*** Opening of Records for this task ***

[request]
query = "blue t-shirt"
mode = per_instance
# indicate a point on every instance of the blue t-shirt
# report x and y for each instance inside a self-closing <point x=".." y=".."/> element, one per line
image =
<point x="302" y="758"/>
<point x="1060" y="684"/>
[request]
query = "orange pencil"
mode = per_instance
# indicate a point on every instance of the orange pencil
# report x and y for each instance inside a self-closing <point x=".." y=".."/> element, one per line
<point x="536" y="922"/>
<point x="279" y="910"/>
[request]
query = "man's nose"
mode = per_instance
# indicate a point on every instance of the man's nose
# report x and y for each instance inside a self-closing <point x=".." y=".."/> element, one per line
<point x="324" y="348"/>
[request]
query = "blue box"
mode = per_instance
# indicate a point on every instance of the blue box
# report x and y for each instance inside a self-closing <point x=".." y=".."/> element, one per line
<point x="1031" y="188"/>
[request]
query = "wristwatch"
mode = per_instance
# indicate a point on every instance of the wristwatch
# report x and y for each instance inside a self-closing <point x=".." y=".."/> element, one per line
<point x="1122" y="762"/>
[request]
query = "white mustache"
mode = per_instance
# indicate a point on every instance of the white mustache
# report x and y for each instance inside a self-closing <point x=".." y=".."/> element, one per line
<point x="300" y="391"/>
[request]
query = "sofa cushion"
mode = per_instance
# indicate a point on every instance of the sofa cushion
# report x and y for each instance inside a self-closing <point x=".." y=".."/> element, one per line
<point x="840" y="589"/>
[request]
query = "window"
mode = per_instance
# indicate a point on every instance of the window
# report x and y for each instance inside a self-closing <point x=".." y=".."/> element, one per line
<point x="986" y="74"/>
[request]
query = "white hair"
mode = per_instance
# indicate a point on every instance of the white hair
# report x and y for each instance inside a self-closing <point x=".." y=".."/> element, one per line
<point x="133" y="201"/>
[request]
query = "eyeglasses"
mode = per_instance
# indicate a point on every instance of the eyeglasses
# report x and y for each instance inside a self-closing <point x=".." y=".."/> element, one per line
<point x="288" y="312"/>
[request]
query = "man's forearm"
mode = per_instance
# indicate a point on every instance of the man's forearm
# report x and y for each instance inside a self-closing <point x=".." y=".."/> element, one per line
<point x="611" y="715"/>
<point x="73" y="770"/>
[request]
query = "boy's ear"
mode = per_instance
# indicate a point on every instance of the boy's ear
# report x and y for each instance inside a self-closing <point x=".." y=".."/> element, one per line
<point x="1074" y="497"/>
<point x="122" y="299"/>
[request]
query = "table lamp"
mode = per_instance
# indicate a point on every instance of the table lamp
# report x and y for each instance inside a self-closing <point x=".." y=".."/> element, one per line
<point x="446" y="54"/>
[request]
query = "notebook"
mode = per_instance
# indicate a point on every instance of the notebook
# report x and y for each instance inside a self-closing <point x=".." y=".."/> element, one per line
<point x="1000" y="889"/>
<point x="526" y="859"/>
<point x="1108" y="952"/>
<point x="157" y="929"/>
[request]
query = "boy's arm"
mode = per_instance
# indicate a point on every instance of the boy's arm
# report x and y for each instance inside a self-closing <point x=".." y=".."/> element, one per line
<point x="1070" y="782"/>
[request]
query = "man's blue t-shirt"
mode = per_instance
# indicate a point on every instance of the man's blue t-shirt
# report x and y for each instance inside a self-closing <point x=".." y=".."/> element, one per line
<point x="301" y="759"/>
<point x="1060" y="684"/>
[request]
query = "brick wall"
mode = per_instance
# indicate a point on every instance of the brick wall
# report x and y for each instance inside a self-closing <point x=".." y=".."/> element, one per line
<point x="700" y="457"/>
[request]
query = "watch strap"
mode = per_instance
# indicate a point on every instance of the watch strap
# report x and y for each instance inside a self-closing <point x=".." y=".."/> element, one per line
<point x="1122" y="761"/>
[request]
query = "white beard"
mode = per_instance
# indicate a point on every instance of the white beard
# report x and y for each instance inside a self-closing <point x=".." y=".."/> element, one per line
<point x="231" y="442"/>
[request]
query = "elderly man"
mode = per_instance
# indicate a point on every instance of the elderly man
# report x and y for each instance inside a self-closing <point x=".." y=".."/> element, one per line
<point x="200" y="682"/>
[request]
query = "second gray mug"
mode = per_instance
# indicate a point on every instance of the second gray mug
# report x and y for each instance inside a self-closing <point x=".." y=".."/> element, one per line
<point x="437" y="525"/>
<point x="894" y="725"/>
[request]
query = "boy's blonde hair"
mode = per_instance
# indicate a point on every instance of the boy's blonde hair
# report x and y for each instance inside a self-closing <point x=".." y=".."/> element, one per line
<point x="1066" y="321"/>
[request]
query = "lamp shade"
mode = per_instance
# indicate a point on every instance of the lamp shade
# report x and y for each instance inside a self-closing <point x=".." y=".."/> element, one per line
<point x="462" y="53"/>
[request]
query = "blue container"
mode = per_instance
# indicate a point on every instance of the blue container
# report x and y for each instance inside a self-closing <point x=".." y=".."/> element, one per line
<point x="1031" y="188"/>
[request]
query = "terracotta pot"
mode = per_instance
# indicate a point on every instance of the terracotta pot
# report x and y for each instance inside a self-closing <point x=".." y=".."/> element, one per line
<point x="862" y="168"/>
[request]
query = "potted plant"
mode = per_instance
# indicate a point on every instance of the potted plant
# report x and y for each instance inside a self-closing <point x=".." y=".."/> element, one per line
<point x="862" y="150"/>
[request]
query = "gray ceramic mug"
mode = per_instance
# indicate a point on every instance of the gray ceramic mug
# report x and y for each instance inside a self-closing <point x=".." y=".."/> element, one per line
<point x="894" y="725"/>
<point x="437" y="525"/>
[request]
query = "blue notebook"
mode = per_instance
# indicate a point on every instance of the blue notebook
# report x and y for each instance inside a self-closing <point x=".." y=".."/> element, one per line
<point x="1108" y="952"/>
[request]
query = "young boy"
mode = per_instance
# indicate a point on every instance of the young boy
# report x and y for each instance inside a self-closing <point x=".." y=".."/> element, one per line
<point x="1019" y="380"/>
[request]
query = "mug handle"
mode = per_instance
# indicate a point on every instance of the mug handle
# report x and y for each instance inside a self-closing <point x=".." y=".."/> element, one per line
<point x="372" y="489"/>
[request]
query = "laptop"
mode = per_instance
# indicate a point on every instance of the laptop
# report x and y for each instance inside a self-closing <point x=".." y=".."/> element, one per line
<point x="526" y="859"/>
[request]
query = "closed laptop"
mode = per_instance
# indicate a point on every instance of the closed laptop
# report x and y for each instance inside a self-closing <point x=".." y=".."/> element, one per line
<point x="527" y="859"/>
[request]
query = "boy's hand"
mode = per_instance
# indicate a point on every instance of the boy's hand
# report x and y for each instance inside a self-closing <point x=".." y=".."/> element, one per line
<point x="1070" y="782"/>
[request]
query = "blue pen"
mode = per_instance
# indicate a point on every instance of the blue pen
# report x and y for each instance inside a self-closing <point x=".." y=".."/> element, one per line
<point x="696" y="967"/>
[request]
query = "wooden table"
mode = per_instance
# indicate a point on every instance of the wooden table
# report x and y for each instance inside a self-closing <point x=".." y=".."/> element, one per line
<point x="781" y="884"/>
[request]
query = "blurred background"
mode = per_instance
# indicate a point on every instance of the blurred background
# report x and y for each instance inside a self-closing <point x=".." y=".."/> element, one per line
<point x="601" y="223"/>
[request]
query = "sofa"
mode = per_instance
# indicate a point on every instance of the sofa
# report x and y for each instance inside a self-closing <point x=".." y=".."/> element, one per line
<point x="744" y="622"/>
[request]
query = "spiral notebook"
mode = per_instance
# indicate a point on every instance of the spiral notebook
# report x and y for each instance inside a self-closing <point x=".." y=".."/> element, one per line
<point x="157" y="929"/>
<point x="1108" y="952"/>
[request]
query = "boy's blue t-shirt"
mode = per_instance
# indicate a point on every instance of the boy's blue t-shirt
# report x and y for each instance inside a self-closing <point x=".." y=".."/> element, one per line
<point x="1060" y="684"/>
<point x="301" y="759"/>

*** Close of Records for this task ***

● **What to do**
All lines above that hold the string "closed" should be copied.

● **Result**
query = "closed laptop"
# indicate a point on every instance of the closed laptop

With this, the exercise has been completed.